• THE DATA:
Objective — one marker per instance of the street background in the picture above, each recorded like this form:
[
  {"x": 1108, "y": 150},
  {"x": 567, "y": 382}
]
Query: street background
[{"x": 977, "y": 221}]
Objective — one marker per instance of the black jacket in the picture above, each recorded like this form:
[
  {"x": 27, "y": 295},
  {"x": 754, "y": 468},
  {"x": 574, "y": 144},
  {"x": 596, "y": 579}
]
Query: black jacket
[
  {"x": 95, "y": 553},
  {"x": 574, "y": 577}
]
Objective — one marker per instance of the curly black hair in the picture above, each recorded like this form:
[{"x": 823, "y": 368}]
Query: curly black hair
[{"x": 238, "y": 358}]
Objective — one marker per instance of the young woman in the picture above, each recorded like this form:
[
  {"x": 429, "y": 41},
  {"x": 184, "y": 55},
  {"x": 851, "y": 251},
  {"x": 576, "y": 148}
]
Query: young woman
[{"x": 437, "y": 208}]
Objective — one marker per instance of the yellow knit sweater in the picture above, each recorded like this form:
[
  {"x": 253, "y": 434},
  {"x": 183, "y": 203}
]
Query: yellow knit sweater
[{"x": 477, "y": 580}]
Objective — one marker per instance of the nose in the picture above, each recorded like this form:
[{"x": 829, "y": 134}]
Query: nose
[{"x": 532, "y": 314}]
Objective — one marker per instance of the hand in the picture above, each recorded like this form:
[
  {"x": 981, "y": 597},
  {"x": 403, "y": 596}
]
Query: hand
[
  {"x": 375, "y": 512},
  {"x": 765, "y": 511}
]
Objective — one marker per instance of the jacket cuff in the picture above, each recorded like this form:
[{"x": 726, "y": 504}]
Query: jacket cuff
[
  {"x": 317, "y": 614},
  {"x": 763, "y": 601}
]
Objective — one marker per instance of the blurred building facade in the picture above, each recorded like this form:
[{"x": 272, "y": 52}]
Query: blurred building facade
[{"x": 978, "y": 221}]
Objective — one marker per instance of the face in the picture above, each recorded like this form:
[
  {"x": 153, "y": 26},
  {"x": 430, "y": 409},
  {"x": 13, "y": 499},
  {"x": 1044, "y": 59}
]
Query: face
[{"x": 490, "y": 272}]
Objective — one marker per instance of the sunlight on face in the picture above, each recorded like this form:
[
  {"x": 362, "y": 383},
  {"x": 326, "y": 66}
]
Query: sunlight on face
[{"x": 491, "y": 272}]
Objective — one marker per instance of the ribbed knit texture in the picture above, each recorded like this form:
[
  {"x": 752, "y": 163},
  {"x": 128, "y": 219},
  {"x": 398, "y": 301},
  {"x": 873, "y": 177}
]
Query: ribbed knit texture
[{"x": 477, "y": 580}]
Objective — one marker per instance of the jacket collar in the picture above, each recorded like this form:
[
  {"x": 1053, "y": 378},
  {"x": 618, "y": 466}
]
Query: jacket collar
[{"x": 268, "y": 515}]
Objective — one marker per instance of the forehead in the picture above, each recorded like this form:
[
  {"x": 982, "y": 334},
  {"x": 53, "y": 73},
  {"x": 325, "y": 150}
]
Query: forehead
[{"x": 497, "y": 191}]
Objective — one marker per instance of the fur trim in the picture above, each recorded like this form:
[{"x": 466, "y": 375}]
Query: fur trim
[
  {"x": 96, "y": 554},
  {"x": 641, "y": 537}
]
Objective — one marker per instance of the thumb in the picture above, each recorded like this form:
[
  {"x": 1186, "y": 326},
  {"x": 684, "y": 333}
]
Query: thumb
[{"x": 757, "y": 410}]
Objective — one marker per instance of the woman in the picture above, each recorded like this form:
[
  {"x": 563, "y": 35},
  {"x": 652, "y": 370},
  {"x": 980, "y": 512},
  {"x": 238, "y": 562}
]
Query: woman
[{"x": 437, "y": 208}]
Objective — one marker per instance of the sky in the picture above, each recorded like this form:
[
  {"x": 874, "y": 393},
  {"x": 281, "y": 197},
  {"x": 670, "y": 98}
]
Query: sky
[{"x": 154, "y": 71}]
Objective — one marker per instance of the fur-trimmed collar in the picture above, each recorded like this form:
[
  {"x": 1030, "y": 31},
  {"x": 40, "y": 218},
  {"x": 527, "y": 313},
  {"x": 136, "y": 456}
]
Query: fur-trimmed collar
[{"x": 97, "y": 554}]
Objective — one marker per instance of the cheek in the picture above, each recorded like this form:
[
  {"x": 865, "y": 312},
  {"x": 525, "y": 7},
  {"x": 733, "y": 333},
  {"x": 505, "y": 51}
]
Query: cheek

• EXERCISE AIM: All lines from the one containing "Objective — one marker per instance of the thumb" to the last line of the material above must be copied exactly, and only those.

• RESULT OF THE EXERCISE:
Objective — one marker per instance of the thumb in the picture above, each recorded like this form:
[
  {"x": 1186, "y": 326},
  {"x": 684, "y": 333}
]
Query: thumb
[{"x": 757, "y": 410}]
Objective — one marker per instance of the woman in the picture above, each recorded like this form:
[
  {"x": 563, "y": 35},
  {"x": 652, "y": 370},
  {"x": 980, "y": 512},
  {"x": 238, "y": 562}
]
Query: woman
[{"x": 437, "y": 208}]
Objective — one marker per instance of the sky in the picture above, each recorded like this form:
[
  {"x": 874, "y": 393},
  {"x": 281, "y": 197},
  {"x": 670, "y": 98}
]
Query: sky
[{"x": 154, "y": 71}]
Objective — one marker per instance of the fur-trimmed collar in the picture above, each recorded like this form:
[
  {"x": 1030, "y": 31},
  {"x": 40, "y": 218},
  {"x": 527, "y": 313},
  {"x": 136, "y": 456}
]
Query: fur-trimmed collar
[{"x": 97, "y": 554}]
Objective — one marker per instance of the cheek in the picture above, each recorded like this form:
[
  {"x": 865, "y": 312},
  {"x": 525, "y": 7},
  {"x": 733, "y": 333},
  {"x": 505, "y": 51}
]
Query: cheek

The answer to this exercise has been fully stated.